BRIEF ->
Transcribe exactly the lines from the one holding "If you could spot the fur-trimmed" to the end of the data below, including both of those lines and no others.
>> START RECORDS
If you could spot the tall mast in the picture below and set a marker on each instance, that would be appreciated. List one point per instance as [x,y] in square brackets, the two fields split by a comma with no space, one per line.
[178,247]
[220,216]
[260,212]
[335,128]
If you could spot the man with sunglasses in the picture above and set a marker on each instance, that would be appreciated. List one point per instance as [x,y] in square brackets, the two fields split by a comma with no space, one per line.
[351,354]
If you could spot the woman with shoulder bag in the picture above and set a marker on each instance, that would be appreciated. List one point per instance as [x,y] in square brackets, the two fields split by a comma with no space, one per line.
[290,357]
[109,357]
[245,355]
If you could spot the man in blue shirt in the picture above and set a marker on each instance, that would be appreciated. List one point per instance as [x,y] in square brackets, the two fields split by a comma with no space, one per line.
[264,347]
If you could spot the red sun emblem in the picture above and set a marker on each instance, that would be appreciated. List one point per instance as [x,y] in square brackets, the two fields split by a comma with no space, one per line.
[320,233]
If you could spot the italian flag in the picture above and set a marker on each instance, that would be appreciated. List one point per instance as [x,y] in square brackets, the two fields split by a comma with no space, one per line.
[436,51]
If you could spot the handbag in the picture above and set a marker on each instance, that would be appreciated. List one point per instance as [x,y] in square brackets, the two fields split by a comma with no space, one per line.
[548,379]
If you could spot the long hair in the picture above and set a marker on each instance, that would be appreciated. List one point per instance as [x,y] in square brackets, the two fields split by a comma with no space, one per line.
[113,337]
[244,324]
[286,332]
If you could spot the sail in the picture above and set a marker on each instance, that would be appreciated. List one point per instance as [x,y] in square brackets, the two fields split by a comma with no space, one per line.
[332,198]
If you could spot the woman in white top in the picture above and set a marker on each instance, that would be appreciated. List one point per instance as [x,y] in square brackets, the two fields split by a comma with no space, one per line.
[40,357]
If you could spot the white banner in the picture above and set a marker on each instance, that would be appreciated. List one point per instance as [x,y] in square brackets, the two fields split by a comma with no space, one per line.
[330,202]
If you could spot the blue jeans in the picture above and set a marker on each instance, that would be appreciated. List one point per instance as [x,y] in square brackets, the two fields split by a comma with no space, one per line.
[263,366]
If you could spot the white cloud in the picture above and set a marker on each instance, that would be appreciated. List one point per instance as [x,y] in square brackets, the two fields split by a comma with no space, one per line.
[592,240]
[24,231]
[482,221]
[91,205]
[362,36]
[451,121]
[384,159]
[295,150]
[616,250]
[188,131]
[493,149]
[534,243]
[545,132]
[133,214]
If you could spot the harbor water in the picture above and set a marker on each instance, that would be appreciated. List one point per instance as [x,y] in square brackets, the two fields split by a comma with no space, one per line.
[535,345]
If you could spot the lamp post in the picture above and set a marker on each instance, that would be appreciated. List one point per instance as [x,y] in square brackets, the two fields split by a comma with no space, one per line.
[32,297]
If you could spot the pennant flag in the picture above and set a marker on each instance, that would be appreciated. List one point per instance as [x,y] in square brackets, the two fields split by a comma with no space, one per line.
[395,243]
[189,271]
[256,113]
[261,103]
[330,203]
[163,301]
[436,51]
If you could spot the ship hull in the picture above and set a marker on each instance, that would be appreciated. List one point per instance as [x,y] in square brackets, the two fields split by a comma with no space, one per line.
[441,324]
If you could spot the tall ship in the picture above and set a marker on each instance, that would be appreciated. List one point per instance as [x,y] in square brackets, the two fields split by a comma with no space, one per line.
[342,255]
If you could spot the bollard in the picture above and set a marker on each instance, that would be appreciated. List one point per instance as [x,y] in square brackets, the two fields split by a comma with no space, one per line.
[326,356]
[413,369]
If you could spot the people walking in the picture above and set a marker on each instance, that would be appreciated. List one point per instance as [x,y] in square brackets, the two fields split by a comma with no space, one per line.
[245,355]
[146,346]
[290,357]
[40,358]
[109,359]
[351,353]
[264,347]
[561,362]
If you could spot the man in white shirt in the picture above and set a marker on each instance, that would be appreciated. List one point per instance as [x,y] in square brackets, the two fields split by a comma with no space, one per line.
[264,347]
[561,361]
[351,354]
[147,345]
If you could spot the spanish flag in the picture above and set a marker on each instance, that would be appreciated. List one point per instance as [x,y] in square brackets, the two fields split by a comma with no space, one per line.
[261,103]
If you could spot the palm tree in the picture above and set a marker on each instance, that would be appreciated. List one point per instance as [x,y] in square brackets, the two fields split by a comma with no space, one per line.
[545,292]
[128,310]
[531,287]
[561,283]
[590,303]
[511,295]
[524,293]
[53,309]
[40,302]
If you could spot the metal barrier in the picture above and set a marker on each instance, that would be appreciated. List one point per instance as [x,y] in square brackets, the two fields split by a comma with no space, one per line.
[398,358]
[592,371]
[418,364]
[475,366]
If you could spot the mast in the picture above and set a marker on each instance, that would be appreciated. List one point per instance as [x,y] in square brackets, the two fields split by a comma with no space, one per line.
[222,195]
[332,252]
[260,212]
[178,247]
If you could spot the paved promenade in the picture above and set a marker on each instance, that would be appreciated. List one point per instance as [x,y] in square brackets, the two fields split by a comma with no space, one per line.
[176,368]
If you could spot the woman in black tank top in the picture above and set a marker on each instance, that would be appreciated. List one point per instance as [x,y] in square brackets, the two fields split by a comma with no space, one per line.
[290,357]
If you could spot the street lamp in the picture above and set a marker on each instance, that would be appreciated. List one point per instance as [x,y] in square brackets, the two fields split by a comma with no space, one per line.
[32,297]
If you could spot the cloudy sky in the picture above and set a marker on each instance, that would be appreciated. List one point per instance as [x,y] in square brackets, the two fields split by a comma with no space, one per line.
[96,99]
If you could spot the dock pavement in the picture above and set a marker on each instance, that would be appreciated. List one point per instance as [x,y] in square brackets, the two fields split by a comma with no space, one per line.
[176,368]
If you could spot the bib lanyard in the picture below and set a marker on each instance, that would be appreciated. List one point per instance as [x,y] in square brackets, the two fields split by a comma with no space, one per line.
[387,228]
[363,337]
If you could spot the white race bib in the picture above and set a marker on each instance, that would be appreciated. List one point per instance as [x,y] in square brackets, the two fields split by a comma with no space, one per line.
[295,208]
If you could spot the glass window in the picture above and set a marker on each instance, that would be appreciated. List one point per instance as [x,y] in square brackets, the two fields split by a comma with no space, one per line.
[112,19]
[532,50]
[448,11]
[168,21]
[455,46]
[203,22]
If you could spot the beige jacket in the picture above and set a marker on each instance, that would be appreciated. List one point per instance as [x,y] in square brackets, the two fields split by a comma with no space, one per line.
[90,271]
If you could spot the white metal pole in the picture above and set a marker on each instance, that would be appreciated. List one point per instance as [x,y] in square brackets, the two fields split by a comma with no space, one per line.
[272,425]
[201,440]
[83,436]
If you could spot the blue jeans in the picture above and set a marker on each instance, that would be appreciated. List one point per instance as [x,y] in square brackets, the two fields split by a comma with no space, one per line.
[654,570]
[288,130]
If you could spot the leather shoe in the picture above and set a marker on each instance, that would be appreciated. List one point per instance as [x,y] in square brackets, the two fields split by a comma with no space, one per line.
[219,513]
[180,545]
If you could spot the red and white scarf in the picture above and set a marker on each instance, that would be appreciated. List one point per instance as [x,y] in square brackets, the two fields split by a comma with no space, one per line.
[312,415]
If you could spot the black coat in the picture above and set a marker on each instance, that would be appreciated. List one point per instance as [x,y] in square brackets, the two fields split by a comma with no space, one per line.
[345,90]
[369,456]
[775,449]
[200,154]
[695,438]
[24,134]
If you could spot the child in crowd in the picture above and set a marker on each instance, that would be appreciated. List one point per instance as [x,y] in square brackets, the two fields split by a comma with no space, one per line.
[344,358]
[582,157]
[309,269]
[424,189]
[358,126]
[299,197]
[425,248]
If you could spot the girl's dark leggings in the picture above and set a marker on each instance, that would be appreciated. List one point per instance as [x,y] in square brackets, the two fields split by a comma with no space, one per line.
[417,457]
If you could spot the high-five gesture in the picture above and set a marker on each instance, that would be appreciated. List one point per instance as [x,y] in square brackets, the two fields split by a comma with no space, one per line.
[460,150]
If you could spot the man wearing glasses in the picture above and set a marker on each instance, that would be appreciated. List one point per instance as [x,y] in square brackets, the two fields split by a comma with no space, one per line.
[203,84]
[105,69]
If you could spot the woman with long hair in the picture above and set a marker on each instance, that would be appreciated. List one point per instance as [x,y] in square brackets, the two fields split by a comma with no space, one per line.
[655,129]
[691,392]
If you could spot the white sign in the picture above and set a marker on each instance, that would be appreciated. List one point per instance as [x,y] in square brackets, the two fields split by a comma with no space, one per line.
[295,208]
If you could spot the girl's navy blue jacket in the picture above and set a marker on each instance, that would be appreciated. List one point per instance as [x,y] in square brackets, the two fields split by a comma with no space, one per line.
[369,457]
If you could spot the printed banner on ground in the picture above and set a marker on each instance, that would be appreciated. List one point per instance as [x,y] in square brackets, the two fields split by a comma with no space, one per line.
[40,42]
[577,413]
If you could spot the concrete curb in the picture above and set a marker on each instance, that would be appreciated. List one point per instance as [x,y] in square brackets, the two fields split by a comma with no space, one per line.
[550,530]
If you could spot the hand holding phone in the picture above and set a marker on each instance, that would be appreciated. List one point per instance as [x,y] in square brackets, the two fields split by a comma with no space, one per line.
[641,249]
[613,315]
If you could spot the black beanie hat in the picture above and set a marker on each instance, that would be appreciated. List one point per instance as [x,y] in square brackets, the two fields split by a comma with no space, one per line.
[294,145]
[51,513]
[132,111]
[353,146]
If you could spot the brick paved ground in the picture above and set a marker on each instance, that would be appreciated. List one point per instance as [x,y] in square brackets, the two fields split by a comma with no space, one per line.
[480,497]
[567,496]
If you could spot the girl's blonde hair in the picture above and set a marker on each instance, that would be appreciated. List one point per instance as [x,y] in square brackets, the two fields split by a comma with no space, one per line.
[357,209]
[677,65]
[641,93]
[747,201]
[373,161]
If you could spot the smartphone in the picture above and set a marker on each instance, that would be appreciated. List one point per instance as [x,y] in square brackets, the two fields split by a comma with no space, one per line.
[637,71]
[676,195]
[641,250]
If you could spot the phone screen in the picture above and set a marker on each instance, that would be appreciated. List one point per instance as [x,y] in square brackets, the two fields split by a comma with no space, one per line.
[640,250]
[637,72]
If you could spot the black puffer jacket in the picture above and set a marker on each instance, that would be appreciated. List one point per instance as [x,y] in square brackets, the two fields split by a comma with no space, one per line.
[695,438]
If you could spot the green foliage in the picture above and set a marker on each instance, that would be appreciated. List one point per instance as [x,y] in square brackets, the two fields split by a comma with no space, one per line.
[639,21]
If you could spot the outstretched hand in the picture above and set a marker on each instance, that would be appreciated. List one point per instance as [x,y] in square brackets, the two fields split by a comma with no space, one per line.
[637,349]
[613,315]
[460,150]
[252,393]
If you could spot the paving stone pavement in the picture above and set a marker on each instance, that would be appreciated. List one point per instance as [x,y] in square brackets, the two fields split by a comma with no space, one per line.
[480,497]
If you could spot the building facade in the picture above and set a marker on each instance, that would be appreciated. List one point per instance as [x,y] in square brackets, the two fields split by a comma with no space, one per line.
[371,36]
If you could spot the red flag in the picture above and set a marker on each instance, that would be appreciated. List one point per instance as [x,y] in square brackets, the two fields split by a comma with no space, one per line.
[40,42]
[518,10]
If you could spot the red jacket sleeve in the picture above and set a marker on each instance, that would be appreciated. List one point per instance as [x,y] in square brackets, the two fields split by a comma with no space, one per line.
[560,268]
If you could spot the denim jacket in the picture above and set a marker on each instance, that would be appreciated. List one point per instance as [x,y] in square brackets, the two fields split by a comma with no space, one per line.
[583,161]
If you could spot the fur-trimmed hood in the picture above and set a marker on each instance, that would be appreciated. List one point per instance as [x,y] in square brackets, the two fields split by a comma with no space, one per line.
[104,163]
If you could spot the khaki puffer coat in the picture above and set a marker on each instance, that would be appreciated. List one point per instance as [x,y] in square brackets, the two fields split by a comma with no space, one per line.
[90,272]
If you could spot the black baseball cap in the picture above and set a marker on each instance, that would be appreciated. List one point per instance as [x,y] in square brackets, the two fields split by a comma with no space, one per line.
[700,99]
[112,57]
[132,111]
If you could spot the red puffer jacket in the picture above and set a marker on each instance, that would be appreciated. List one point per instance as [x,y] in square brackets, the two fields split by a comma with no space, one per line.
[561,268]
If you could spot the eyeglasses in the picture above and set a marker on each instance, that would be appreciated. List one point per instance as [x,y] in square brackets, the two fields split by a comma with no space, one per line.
>> END RECORDS
RESPONSE TO THE EXERCISE ->
If you could spot the fur-trimmed hood in the picture above and set a marker on each instance, that would be appreciated. List one point per instance as [x,y] in square brackets, the two fields split by a comma with no space, one per line.
[104,163]
If you could spot the khaki puffer coat in the picture above and set a marker on each instance, that would be appreciated. List one point per instance as [x,y] in square brackets, the two fields split by a comma with no space, one per line.
[90,272]
If you could spot the black baseball cap in the picture above and set a marker on each instance, that would be appreciated. List one point per instance as [x,y] in square brackets, the two fields split by a comma with no space, one per line.
[700,99]
[112,57]
[132,111]
If you could spot the red puffer jacket in the picture above and set a marker on each instance, that would be appreciated. List one point per instance as [x,y] in square brackets, the two fields split by a comma with no space, one per line.
[561,268]
If you could spot the eyeglasses in the picture above and set a marker on each instance, that would be appreciated. List one point per instance as [x,y] in square brackets, the two fields split by a comma with no space, one per line.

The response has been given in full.